SUPPLIED PASSAGE:
Then Microsoft incorporated similar OpenAI technology into its Bing search engine, reviving a product that had been a punchline. Despite some glaring shortcomings, the Bing chatbot’s popularity has helped to boost Microsoft’s search engine to 100 million active users, and the company is feverishly wedging similar AI tools into everything from Microsoft Office to Skype to Windows 11.
On Sunday, the New York Times reported that Samsung, which makes more smartphones than any other company, has considered switching its devices’ default search engine from Google to Bing, thanks in part to the excitement around Bing’s AI features. The Times reported that threat sparked “panic” at Google, whose name is synonymous with online search. (Google responded to a request for comment with a previously prepared statement, while Microsoft declined to comment.)
The report comes as Google CEO Sundar Pichai has been on a charm offensive. Across a series of interviews, including with CBS News’s 60 Minutes on Sunday, he has portrayed the latest AI boom as an opportunity for his company, not a threat. At the same time, he said he’s wary of an AI “race,” adding that the technology “clearly has the potential to cause harm in a deep way.”
“You will see us be bold and ship things,” he assured the Times tech podcast Hard Fork in March, “but we are going to be very responsible in how we do it.”
There may be more tension between those two goals than he’s letting on.
Before ChatGPT, Google was considered the industry leader in developing “large language models,” the complex AI systems that underpin chatbots. It used those models behind the scenes to improve its search results, and for language tools such as Google Translate.
But the company had been reticent about releasing its most powerful language tools to the public in chatbot form, preferring to publish its cutting-edge advances in academic journals while keeping them under wraps for internal study. The company quietly dropped its unofficial motto “Don’t be evil” from its code of conduct years ago but still pats itself for a “responsible” approach to AI, whether in search or self-driving cars.
There were good reasons for its relative caution.
Anyone who’s asked ChatGPT a highly specific question and gotten back an instant, precisely tailored answer can attest to its appeal. Instruct it to plan an hour-long youth soccer practice, and it will draw up a better agenda in 15 seconds than a rookie coach might after 15 minutes of Googling.
On the other hand, anyone who’s watched ChatGPT flail at a basic math problem, embrace crude stereotypes or confidently falsify its own résumé can see the pitfalls of relying on it for research.
Microsoft’s Bing chatbot, built on similar technology but with the ability to search the web, has its own problems. It went gonzo in the days after its launch, displaying a penchant for aggressive and weirdly personal interactions, forcing the company to scale it back. A recent Washington Post test found that it gave inaccurate or problematic responses to about 1 in 10 queries.

Stored data entries:

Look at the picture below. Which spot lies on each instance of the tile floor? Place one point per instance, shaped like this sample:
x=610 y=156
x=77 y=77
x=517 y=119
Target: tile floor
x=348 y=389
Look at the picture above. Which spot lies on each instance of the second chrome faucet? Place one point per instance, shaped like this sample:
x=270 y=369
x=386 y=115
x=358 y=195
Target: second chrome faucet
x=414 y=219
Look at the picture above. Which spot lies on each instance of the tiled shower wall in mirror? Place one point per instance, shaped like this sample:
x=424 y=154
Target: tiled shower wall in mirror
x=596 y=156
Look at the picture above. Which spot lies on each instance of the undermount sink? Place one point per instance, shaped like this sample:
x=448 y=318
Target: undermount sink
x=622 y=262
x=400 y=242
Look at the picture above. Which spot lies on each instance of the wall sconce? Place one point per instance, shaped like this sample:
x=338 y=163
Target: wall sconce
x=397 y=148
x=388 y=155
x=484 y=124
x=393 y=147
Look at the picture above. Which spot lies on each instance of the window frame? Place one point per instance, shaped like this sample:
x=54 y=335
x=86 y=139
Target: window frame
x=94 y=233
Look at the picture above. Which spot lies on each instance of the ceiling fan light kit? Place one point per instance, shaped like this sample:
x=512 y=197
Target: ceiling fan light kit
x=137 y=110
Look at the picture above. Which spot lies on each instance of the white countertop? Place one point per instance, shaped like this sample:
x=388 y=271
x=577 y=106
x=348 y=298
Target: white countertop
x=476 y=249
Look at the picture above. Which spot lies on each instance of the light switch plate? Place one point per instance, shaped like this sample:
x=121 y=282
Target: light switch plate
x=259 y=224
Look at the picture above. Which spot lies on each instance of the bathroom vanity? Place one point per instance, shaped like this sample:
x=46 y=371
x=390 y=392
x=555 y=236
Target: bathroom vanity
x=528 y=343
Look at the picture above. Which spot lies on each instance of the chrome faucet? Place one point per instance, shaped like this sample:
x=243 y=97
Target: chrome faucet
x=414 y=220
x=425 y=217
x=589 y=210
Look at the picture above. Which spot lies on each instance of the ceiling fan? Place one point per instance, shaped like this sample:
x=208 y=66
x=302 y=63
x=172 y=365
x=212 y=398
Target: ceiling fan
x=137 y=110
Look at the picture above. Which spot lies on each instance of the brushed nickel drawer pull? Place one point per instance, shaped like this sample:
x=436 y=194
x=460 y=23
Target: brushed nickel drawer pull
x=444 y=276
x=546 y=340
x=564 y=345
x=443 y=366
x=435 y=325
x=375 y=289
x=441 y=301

TASK INSTRUCTIONS: Retype the passage about Google and AI chatbots word for word, beginning at the words that include "There may be" and stopping after "as Google Translate.". These rows have no connection to the passage about Google, Microsoft, and AI chatbots.

SOLUTION FOR THIS TASK:
There may be more tension between those two goals than he’s letting on.
Before ChatGPT, Google was considered the industry leader in developing “large language models,” the complex AI systems that underpin chatbots. It used those models behind the scenes to improve its search results, and for language tools such as Google Translate.